** begin Materials provided **

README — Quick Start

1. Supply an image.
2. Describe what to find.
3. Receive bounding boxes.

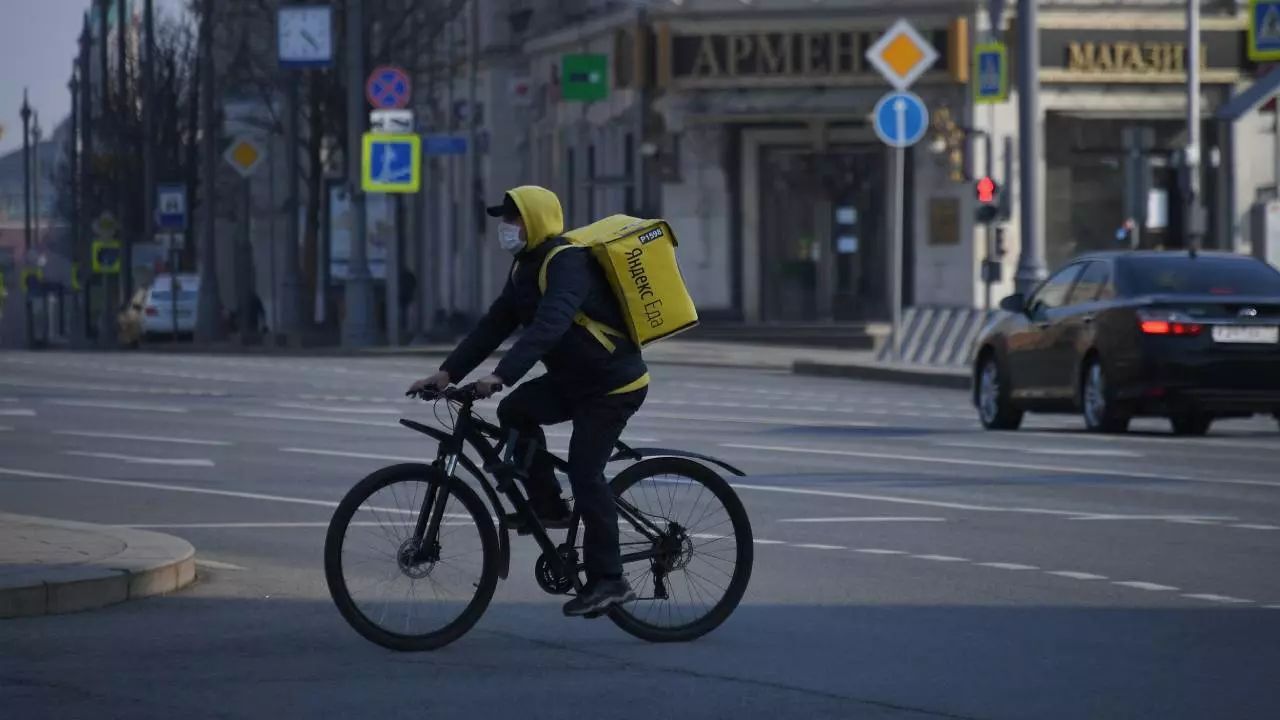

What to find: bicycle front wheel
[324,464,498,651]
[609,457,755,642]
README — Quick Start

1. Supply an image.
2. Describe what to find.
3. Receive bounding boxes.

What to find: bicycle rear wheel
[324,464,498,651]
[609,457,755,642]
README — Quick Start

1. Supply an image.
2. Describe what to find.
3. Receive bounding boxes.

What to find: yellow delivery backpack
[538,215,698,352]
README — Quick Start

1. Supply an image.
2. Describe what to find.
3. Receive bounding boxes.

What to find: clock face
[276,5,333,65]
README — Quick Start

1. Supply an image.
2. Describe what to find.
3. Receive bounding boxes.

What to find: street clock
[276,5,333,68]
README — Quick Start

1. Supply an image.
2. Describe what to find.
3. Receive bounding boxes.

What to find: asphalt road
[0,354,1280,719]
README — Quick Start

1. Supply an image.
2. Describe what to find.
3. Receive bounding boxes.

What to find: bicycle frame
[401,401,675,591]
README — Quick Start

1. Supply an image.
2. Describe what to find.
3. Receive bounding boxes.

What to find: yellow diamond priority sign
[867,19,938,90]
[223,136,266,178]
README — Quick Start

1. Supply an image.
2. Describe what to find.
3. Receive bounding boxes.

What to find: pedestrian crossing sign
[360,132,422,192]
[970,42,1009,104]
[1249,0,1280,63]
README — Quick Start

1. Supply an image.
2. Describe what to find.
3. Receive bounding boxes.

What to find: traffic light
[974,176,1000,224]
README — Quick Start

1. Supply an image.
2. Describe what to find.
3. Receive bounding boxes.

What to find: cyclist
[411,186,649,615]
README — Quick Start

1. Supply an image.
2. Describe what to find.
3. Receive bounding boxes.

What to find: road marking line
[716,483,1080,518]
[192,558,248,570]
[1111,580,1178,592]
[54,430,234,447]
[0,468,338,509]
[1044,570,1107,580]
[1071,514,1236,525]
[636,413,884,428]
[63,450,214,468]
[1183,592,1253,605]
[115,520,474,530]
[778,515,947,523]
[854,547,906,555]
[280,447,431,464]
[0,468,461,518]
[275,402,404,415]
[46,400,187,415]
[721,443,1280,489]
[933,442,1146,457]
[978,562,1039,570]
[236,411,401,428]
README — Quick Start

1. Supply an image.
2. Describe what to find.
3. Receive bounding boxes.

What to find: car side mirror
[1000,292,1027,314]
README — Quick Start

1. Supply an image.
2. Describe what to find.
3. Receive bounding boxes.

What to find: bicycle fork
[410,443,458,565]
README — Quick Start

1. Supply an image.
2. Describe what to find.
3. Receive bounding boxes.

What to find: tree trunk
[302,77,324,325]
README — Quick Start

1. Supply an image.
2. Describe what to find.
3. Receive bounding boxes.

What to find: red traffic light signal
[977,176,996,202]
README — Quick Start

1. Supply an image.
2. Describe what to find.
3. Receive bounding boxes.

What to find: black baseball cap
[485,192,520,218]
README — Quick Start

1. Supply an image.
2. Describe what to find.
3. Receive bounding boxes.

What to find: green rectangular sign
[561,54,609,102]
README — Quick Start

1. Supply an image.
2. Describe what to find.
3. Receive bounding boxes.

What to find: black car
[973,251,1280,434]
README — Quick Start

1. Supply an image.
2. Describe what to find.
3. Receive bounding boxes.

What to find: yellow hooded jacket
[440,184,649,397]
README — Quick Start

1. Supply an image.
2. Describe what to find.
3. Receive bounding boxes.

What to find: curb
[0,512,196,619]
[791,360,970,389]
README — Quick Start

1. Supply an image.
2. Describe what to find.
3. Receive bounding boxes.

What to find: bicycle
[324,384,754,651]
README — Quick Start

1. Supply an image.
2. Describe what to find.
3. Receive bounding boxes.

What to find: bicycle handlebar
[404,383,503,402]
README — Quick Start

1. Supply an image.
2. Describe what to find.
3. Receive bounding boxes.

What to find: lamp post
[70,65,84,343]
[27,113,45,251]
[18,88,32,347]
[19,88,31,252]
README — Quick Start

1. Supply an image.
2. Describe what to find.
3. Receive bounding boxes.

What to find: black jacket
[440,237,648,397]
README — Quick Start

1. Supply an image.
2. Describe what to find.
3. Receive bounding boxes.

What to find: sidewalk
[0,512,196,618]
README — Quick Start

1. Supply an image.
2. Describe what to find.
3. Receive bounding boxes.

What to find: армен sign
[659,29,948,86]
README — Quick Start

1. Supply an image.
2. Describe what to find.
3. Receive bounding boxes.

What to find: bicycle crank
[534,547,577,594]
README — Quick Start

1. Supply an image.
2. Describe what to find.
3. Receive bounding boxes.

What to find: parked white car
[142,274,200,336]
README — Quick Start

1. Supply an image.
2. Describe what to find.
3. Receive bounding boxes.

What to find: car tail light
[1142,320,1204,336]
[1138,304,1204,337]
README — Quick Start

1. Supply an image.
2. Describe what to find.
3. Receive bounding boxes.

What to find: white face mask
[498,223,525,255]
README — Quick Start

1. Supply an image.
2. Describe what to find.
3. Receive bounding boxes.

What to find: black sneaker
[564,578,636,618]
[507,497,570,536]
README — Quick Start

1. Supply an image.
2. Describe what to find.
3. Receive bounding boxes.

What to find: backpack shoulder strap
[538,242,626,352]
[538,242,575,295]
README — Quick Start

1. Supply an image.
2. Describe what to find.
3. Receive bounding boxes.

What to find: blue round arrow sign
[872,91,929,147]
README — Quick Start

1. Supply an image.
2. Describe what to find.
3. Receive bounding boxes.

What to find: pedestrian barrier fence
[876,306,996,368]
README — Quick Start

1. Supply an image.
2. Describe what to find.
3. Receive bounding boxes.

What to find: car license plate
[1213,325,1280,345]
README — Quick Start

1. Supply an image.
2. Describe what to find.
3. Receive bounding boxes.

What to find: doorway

** end Materials provided **

■ Exercise:
List every line in the items above that contains the word "light".

■ Result below:
What to find: traffic light
What to find: red traffic light signal
What to find: car tail light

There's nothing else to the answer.